━━ Task inputs

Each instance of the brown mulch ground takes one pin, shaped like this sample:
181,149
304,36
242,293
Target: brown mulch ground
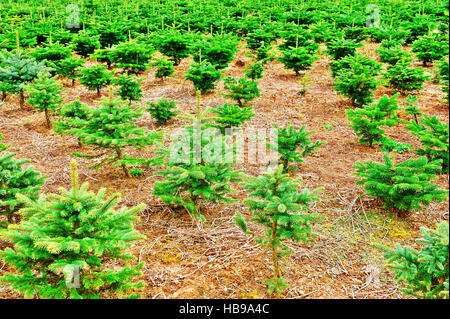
215,260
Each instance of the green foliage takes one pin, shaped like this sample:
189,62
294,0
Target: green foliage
111,129
51,53
44,94
403,78
85,44
345,63
162,111
16,70
389,145
444,76
259,38
412,107
434,137
198,167
293,145
131,56
95,78
74,229
298,59
190,178
393,53
357,82
254,71
229,116
429,48
340,48
367,121
164,68
16,179
425,272
217,51
242,91
129,87
174,45
104,56
71,115
404,186
203,75
275,202
69,67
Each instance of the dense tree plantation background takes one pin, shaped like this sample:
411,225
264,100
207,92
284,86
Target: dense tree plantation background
346,196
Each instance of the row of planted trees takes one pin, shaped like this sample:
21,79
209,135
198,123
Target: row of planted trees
48,225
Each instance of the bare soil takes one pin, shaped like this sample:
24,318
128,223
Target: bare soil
185,259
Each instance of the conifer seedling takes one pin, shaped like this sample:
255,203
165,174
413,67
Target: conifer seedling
63,247
129,87
95,78
16,178
403,187
293,145
72,115
44,94
163,110
164,68
111,129
424,272
242,91
276,202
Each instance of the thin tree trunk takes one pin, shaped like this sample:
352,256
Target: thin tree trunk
47,119
124,167
22,101
276,266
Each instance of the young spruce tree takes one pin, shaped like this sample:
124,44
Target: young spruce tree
425,273
62,248
404,186
111,129
276,203
198,167
16,179
45,95
293,145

━━━━

Please return all lines in the material above that include the word "takes".

Each instance of the brown mulch ground takes one pin, shaped like this sample:
Each instance of the green foliage takes one pin, shaped like this sample:
Each instance of the dense tree plantation background takes one pin, shaped like this sample:
Each instance of the row of planted trees takes one pin, shaped like this sample:
Each instance of the bare soil takes one pin, shaped like this sample:
Each instance of the conifer seedling takes one pin, shaped like this sample:
Each instance of the thin tree trunk takes one pin, shaped like this sample:
Each instance of the young spruce tree takes one pin, shaped like this sample:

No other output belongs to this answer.